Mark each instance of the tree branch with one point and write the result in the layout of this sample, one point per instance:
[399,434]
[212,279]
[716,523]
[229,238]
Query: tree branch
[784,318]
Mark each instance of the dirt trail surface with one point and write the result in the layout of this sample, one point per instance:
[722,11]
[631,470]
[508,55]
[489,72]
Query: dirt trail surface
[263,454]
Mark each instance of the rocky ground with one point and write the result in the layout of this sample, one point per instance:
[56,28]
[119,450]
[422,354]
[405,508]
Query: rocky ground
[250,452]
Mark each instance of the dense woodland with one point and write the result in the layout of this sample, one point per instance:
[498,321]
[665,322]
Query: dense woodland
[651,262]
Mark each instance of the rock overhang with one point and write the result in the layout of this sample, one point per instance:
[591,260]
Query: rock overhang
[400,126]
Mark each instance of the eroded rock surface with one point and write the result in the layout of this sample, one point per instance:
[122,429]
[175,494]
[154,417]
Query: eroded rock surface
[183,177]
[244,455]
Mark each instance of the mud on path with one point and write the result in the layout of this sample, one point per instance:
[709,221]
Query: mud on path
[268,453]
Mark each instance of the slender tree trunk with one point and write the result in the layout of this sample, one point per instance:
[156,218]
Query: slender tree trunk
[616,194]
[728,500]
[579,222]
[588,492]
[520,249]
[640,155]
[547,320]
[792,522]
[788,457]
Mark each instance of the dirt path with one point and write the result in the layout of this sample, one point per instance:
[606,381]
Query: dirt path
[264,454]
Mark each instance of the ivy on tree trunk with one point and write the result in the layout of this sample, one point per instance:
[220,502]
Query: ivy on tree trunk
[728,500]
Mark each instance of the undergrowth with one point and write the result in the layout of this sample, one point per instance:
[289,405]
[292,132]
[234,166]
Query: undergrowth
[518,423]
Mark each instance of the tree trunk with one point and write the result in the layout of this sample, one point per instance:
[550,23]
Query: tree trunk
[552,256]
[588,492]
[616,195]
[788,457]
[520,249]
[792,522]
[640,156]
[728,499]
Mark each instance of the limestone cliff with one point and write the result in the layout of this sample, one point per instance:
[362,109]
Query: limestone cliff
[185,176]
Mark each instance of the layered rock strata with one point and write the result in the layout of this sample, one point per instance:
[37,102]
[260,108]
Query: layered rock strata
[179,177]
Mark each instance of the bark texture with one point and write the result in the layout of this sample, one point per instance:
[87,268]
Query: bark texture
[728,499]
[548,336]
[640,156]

************

PROBLEM TO WORK ON:
All of the data above must be set down again exactly.

TASK OUTPUT:
Mark each instance of the tree branch with one point and write the result in the layout of this sample, one point per instance:
[399,434]
[212,279]
[716,523]
[229,238]
Query: tree branch
[784,318]
Mark each instance of the dirt trail surface with one point and write the result in the layout of this sample, one point per instance:
[722,11]
[631,470]
[508,55]
[489,72]
Query: dirt trail surface
[263,454]
Mark each instance of the rocky ground with one point and write the result in the layout of this sample, one point per instance:
[56,28]
[119,450]
[422,354]
[405,508]
Query: rocky ground
[250,452]
Mark each instance of the dense woodland with one point and write the result in the layout of this sample, one point per instance:
[498,321]
[665,322]
Query: dense woodland
[651,262]
Mark each instance of the rock overhang with one point and write the result in the layout of this sample, one point per instance:
[591,260]
Query: rock overhang
[400,126]
Mark each instance of the eroded rock surface with one point and write the result in the layout of this sample, one point per instance:
[122,429]
[175,494]
[154,417]
Query: eroded rock surface
[183,177]
[244,455]
Mark each instance of the mud on path with one point and write the result in the layout of this sample, one point per instance:
[709,221]
Query: mud on path
[268,453]
Mark each instance of the slender tree trunk with one point and write the result in the layout of this sample, one point per instance:
[156,218]
Query: slender tree trunk
[616,194]
[728,500]
[579,222]
[588,492]
[520,249]
[640,155]
[547,320]
[792,522]
[788,457]
Mark each instance of the dirt path with one point and write the result in the layout of this sample, one point per instance:
[606,381]
Query: dirt path
[264,454]
Mark each instance of the ivy on tree trunk with one point and write the result in the layout of this sample, one point per instance:
[220,502]
Query: ivy on tree trunk
[728,500]
Mark each instance of the undergrowth with one point and write the result in the layout of this sample, one point per instance:
[289,405]
[292,132]
[234,166]
Query: undergrowth
[518,423]
Mark each instance of the tree trunk with one point and write the result in the layout of this sample, one point per instance:
[550,23]
Query: tree trunk
[552,256]
[588,492]
[616,195]
[788,457]
[520,249]
[792,522]
[640,156]
[728,499]
Mark each instance of the limestone cliff with one point and write the result in the layout of this sample, one point per instance:
[362,109]
Query: limestone cliff
[185,176]
Mark each instance of the layered rock strata with one point and write the result in the layout of this sample, one point per instance:
[37,102]
[260,108]
Query: layered rock strata
[179,177]
Mark each instance of the bark texture with one point and write the result in the layout of this sample, one point per instance:
[87,268]
Query: bark texture
[728,499]
[548,336]
[640,156]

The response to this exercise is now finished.